◆ Exercise goal:
Where an entry holds an image, skip the image but reproduce the rest word for word.

◆ Referring expression pointing data:
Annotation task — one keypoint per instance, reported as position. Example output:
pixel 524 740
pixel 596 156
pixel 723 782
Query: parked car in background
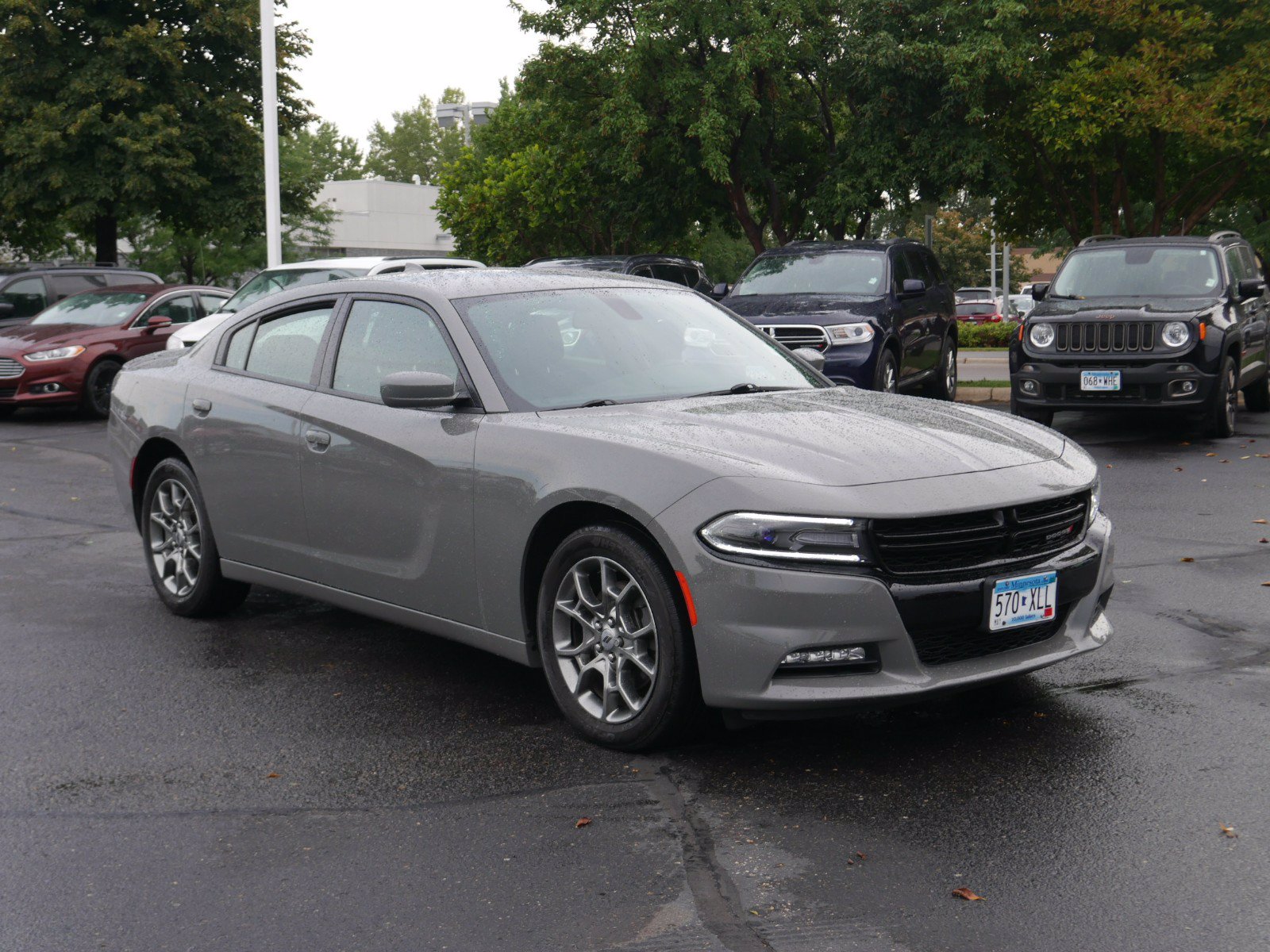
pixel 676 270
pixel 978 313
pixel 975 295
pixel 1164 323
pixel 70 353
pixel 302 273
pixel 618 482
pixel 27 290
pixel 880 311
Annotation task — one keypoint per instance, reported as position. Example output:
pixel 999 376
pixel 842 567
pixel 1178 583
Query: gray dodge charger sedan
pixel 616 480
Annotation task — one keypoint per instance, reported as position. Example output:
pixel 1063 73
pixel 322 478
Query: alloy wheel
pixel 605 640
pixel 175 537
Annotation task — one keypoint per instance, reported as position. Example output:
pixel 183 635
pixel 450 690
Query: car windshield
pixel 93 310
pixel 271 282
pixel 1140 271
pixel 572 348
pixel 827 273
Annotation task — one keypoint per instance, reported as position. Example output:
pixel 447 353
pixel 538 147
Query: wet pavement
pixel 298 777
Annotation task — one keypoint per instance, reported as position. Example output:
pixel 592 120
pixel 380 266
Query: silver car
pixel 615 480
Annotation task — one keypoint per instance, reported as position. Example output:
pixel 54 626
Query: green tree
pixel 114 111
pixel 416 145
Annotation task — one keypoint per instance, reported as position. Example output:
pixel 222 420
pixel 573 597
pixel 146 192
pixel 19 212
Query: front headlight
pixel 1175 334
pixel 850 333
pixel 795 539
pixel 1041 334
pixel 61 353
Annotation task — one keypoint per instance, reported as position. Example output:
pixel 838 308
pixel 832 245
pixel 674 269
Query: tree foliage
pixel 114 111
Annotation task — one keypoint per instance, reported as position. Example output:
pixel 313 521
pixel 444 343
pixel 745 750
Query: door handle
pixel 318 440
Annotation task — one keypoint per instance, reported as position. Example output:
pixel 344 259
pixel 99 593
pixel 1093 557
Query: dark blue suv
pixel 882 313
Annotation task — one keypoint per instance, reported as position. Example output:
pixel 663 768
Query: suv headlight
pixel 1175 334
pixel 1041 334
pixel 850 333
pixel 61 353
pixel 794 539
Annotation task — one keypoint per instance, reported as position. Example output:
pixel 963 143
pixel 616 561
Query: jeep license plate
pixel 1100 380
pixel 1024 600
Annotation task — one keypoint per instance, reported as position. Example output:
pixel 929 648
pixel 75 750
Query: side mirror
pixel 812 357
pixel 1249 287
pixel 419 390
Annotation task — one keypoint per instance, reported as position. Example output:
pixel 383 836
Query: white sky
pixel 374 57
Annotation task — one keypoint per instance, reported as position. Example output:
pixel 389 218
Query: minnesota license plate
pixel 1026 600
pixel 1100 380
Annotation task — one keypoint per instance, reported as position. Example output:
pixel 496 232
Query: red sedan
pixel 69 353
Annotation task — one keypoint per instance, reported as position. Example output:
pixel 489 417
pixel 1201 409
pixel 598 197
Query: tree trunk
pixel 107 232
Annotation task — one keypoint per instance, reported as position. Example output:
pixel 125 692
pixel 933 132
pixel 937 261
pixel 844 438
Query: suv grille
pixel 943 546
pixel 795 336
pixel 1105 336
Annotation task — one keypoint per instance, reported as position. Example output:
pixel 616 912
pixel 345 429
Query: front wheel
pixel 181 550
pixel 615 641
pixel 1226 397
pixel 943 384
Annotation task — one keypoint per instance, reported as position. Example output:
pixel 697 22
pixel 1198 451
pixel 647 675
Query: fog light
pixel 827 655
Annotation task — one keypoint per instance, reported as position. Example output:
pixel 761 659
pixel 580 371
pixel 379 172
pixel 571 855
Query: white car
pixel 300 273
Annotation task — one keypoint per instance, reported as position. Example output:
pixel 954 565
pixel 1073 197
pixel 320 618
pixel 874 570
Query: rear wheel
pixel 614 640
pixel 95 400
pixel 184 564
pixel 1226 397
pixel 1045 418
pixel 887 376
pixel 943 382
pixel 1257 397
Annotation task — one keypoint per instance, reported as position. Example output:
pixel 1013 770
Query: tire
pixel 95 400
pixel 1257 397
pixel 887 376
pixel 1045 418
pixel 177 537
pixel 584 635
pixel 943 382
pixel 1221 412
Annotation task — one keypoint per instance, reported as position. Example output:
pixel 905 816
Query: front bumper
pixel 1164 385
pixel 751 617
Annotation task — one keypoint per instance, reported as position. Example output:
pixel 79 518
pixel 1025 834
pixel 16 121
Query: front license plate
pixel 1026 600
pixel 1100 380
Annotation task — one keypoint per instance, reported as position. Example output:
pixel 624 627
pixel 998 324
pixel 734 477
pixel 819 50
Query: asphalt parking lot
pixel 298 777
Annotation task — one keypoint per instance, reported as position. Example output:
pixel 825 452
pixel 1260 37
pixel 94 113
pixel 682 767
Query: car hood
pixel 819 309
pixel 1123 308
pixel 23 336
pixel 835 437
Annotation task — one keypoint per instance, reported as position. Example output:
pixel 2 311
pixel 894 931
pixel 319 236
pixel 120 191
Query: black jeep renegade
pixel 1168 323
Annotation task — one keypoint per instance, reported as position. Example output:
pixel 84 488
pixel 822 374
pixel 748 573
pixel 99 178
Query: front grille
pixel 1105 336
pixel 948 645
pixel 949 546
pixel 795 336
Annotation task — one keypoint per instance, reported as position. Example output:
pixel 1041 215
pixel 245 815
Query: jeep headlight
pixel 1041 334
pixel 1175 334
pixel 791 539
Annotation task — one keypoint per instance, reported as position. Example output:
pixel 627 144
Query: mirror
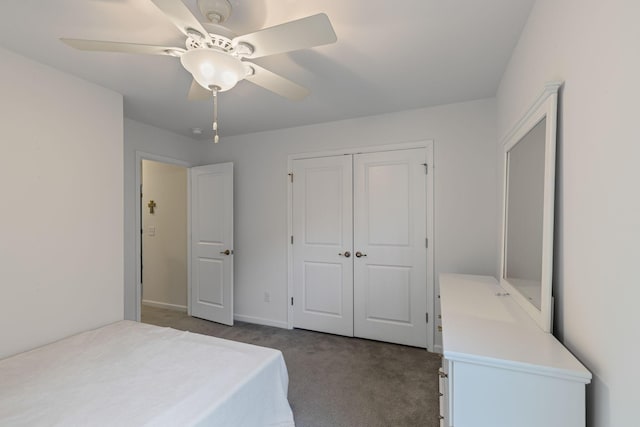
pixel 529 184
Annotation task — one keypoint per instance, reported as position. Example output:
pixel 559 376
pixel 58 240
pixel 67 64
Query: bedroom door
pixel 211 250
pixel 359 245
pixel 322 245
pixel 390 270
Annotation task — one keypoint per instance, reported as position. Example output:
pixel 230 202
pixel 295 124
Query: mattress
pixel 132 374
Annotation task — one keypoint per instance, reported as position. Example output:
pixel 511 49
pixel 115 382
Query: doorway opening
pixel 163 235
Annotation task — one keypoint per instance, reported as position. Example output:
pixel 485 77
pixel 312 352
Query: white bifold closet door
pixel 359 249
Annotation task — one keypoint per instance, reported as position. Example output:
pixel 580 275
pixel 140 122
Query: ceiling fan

◆ Answer for the task:
Annotation task — one keypoint per instance, reported as position. Example output:
pixel 524 740
pixel 596 156
pixel 723 782
Query: parked car in background
pixel 676 270
pixel 978 313
pixel 975 295
pixel 1164 323
pixel 70 353
pixel 302 273
pixel 618 482
pixel 27 290
pixel 880 311
Annotation task — one keypoint per instance, reported as position. Example output:
pixel 999 376
pixel 842 567
pixel 1178 583
Query: gray dodge charger sedan
pixel 616 480
Annotation task — one keypoint per instance, reported as position. Example output:
pixel 1063 73
pixel 322 478
Query: alloy wheel
pixel 605 640
pixel 175 537
Annotation task — one keypoint per instance, reported as position. Example output:
pixel 183 635
pixel 450 690
Query: car windshield
pixel 93 310
pixel 271 282
pixel 1140 271
pixel 572 348
pixel 827 273
Annotation task — one keypoint per instance, reported as position. Example output:
pixel 447 353
pixel 538 147
Query: wet pavement
pixel 298 777
Annotation task — one keypoint per instance, reported as position. Example output:
pixel 592 120
pixel 380 266
Query: silver car
pixel 615 480
Annotation task — one keypoint per instance, reported as position. Example output:
pixel 54 626
Query: green tree
pixel 114 111
pixel 416 145
Annotation task — one keypoint per instance, reported as position. Example output:
pixel 222 420
pixel 573 597
pixel 146 192
pixel 19 212
Query: front headlight
pixel 1175 334
pixel 850 333
pixel 795 539
pixel 1041 334
pixel 61 353
Annotation task — one keypoint per instance, reported as position. Example output:
pixel 838 308
pixel 832 245
pixel 674 269
Query: tree foliage
pixel 114 111
Annotation task — one keypoint per instance, reported as position. Example output:
pixel 313 521
pixel 444 343
pixel 745 750
Query: door handle
pixel 318 440
Annotation task — one keypoint per instance, reported as position. Example output:
pixel 344 259
pixel 99 593
pixel 1093 557
Query: dark blue suv
pixel 882 313
Annotation task — one keypoint per instance, reported as position. Example output:
pixel 663 768
Query: suv headlight
pixel 1175 334
pixel 1041 334
pixel 850 333
pixel 61 353
pixel 794 539
Annotation task — one keypoint per instance, reported as position. Example output:
pixel 963 143
pixel 616 561
Query: jeep license plate
pixel 1100 380
pixel 1024 600
Annotation task — one keypoint per instance, reported as position. Example output:
pixel 929 648
pixel 75 750
Query: side mirror
pixel 812 357
pixel 1249 287
pixel 419 390
Annotation task — one keypoint per instance, reported as position. Example output:
pixel 383 836
Query: white sky
pixel 374 57
Annotation task — one keypoint per instance, reported as position. Example output:
pixel 389 218
Query: minnesota license plate
pixel 1026 600
pixel 1100 380
Annotation task — one keypoint per instance, reported as position. Example output:
pixel 496 232
Query: red sedan
pixel 69 353
Annotation task — one keypoint per instance, reported as position. Example output:
pixel 489 417
pixel 1201 409
pixel 598 197
Query: tree trunk
pixel 107 232
Annotation task — one keypoint per instance, reported as position. Example output:
pixel 125 692
pixel 933 132
pixel 937 261
pixel 844 438
Query: suv grille
pixel 943 546
pixel 795 336
pixel 1105 336
Annotation task — one keypoint per instance, reported as position. Example output:
pixel 616 912
pixel 345 429
Query: front wheel
pixel 181 550
pixel 615 641
pixel 1226 397
pixel 943 384
Annotation task — one keypoint per instance, reported as position. Example output:
pixel 697 22
pixel 1198 451
pixel 647 675
Query: fog light
pixel 827 655
Annotation task — one keypoint per instance, reported as position. Example output:
pixel 761 659
pixel 580 371
pixel 379 172
pixel 571 855
Query: white car
pixel 300 273
Annotation task — one keypoint per instance, reported as position. Example output:
pixel 954 565
pixel 1073 197
pixel 320 618
pixel 874 570
Query: rear wheel
pixel 614 640
pixel 95 400
pixel 184 564
pixel 1226 397
pixel 1045 418
pixel 887 376
pixel 943 382
pixel 1257 397
Annotation task — one keypoint per instance, reported as position. Example output:
pixel 1013 770
Query: tire
pixel 95 400
pixel 1257 397
pixel 887 376
pixel 1045 418
pixel 177 537
pixel 584 635
pixel 943 382
pixel 1221 412
Annotation task — one keypoint per instance, reported as position. Example output:
pixel 905 816
Query: front bumper
pixel 1164 385
pixel 751 617
Annotation task — one keypoint per instance, reported as position. Example output:
pixel 79 518
pixel 1025 834
pixel 16 121
Query: front license plate
pixel 1026 600
pixel 1100 380
Annotation task — one keypoint per instance, reported as position. Example output:
pixel 624 627
pixel 998 324
pixel 734 477
pixel 819 50
Query: asphalt parking lot
pixel 298 777
Annotation task — one keypoint per instance, reported as position. Example output:
pixel 825 452
pixel 1260 37
pixel 94 113
pixel 682 767
Query: car hood
pixel 819 309
pixel 1123 308
pixel 23 336
pixel 835 437
Annotation task — one keypoint per instance, reported as position. Example output:
pixel 2 311
pixel 894 931
pixel 319 236
pixel 120 191
Query: black jeep renegade
pixel 1168 323
Annotation task — one keypoint per instance, reported as position. Example output:
pixel 84 488
pixel 822 374
pixel 748 573
pixel 99 178
Query: front grille
pixel 1105 336
pixel 948 645
pixel 949 546
pixel 795 336
Annotation task — one keypoint per instance, reported as position. Example output:
pixel 1041 215
pixel 245 815
Query: jeep headlight
pixel 1041 334
pixel 1175 334
pixel 791 539
Annotation task — one keypoint per instance, reported as position. Example output:
pixel 627 144
Query: mirror
pixel 529 184
Annotation task — one keypoint per instance, reported as position. Example output:
pixel 559 376
pixel 58 240
pixel 67 64
Query: bedroom door
pixel 211 250
pixel 359 245
pixel 322 245
pixel 390 270
Annotation task — one keypoint per instance, reported as position. Example output:
pixel 230 202
pixel 295 124
Query: mattress
pixel 132 374
Annotation task — one keypoint per instance, reported as position. Example output:
pixel 511 49
pixel 115 382
Query: doorway opening
pixel 163 235
Annotation task — one keypoint per instance, reported as position. Example output:
pixel 485 77
pixel 312 352
Query: white bifold closet door
pixel 359 249
Annotation task — one keypoint per instance, reported as position. Example output:
pixel 580 275
pixel 140 122
Query: ceiling fan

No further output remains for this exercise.